*EXERCISE TASK:* Reproduce every item below, swapping "Markers" for "Points" and leaving everything else unchanged.

◇ ◇ ◇ ◇ ◇

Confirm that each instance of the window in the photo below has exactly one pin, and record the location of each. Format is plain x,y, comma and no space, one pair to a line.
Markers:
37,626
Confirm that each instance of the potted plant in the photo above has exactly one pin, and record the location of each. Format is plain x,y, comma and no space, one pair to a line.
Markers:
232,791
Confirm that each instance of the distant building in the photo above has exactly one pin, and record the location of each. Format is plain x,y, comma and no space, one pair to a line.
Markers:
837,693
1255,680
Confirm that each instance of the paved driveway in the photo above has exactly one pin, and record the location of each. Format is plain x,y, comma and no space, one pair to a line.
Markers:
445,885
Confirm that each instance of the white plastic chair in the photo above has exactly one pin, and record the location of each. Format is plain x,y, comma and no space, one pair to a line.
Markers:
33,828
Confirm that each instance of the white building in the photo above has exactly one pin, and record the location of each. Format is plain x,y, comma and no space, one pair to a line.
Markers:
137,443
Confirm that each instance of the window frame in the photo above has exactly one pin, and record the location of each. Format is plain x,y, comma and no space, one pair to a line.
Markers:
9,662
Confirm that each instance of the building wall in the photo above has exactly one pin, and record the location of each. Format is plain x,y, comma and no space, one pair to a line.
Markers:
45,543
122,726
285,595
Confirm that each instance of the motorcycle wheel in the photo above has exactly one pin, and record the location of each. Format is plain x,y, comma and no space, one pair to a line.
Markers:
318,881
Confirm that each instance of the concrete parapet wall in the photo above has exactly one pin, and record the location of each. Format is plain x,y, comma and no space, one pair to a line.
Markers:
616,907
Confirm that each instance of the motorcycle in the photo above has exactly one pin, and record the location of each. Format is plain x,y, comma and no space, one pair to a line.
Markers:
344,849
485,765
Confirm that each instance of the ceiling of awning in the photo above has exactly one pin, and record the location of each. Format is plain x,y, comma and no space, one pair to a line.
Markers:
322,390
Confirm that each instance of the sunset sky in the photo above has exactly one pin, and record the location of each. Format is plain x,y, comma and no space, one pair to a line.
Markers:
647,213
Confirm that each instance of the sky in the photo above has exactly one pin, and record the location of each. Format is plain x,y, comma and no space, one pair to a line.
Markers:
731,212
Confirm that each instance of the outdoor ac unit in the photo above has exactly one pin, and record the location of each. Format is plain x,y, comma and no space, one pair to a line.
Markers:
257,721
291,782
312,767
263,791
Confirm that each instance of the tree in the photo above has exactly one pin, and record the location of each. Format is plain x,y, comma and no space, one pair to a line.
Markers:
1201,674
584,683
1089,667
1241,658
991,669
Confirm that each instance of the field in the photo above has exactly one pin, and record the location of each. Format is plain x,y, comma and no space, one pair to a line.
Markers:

◇ ◇ ◇ ◇ ◇

*WRITTEN REPLY:*
Confirm that each instance of the window in the photo below has exactly one pin, and record the location of each. Format is plain x,y, comma and no space, one pair to a line.
Points:
37,626
Confirm that each instance of the potted plant in the photo above has exactly one pin, and record the location of each. Format is plain x,y, comma and no space, one pair to a line.
Points:
232,791
Confirm that each instance of the distant building in the photo above has exactly one pin, and record the location of each. Format is plain x,y, comma and no space, one pair to a line.
Points:
837,693
1255,680
Confirm that each instance of the paved driveway in the photo above has exactly one pin, and record the location of each. Format is plain x,y, comma and no space, one pair to a line.
Points:
445,885
Confirm that each instance of the white plastic chair in the photo above has exactly one pin, and record the location of each. Format is plain x,y, comma and no space, one pair to a line.
Points:
33,828
Confirm that each instance of the white building in the photo above has exactly one pin, and record the location of each. Format is plain x,y, comma and no space, one pair to a line.
Points:
137,443
Confirm that each instance of the window frame in the photo above has exactly one pin, and record the location of each. Format is plain x,y, comma and no space, one pair to a line.
Points:
9,662
Confirm that each instance of the building wall in the photo above has exactly one pin, and record the location of each. Format is plain x,y, comma and no space, one pair to a line.
Points:
45,543
122,726
285,595
Confirm that each instance of the motorcycle wheel in the photo above has exactly one pin, and record the location of each. Format is plain x,y, comma and no space, one pair to a line.
Points:
318,881
Confirm that each instance of the concrete parapet wall in the photo above has exactly one pin, and record the location of each. Format is plain x,y, comma and no space, one pair to a line.
Points:
616,907
Confirm that each instance of the motorcycle in the photo above has exactly one pin, and record the location of each. Format is plain x,y, comma and no space, one pair to a line.
Points:
344,849
485,765
Confirm that each instance of the ceiling of awning in the photo above has exactly one pin, and record the location of each. Format is plain x,y, comma and no space, one pair to a line.
Points:
322,390
Confirm that each instance of the sunset sky in the photo above has exactly one pin, and record the location of each. Format is plain x,y, comma and no space, one pair to a line.
Points:
647,213
Confirm that each instance of the sky in the photo above has exactly one pin, and record the location of each. Format is plain x,y, comma and no space, one pair to a line.
Points:
731,212
Confirm that each instance of the outdoor ac unit in the photo above has exactly one pin, and record the location of each. Format is plain x,y, comma and no space, one pair to a line.
Points:
257,721
291,782
312,767
263,791
Confirm that each instance of the tree in the photo above has exactly one pin, and record the location of each. Format is plain x,y, comma and no space, one pair to a line.
Points:
1201,674
584,683
1089,667
1241,658
991,669
Confirm that each instance of the field in the photo above has exactly one pin, and record the location of each. Format is plain x,y, comma and no space, one pair to a line.
Points:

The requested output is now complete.